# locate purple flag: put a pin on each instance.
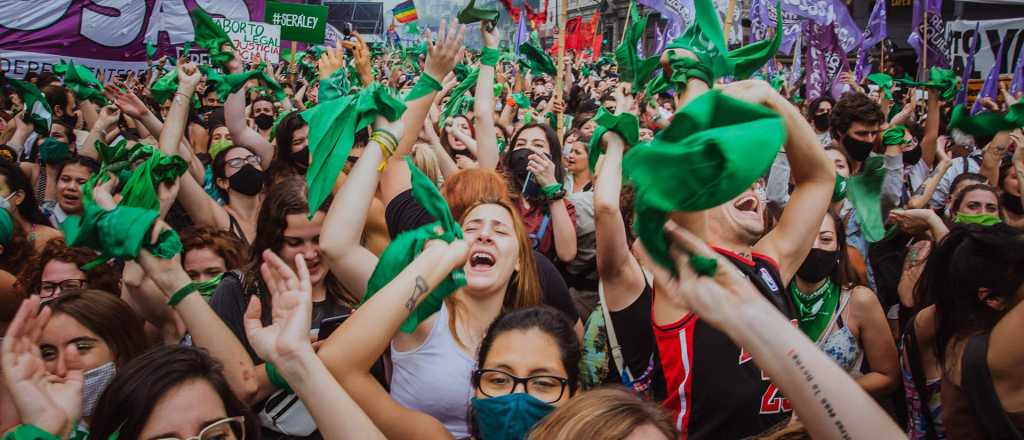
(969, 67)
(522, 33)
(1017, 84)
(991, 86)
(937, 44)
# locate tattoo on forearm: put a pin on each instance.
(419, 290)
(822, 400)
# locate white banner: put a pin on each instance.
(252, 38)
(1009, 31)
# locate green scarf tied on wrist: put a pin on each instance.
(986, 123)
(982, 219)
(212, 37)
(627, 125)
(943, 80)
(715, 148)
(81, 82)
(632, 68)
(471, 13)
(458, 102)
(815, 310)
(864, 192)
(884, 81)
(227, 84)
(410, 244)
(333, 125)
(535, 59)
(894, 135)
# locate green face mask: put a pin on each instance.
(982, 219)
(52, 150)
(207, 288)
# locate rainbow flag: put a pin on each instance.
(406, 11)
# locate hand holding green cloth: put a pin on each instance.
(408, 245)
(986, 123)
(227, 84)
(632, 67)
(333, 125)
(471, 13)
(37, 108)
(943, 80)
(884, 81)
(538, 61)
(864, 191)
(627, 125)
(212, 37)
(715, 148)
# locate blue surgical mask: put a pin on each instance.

● ● ●

> **STATED GOAL**
Without including any pictures, please restate all the records exactly.

> **SOLUTION TO THIS PROBLEM**
# locate purple flag: put a pin on each instance.
(969, 67)
(522, 33)
(1017, 84)
(991, 86)
(937, 44)
# locate tattoo on forearm: put a pin on each instance.
(419, 290)
(822, 400)
# locate white banner: put a pin on each instance.
(252, 38)
(1009, 31)
# locate green scarf tied on wrist: put a pin on each instance.
(986, 123)
(982, 219)
(212, 37)
(627, 125)
(943, 80)
(715, 148)
(81, 82)
(632, 68)
(471, 13)
(458, 102)
(815, 310)
(864, 192)
(884, 81)
(227, 84)
(410, 244)
(333, 125)
(535, 59)
(894, 135)
# locate green face mask: put a pin on each instance.
(982, 219)
(52, 150)
(207, 288)
# locate rainbow flag: put a pin on each instance.
(406, 11)
# locate hand holding green cloth: put a pin on each instance.
(408, 245)
(986, 123)
(227, 84)
(632, 67)
(333, 125)
(471, 13)
(37, 108)
(943, 80)
(884, 81)
(538, 61)
(864, 191)
(627, 125)
(212, 37)
(715, 148)
# locate blue surgical mask: put a pin on each instance.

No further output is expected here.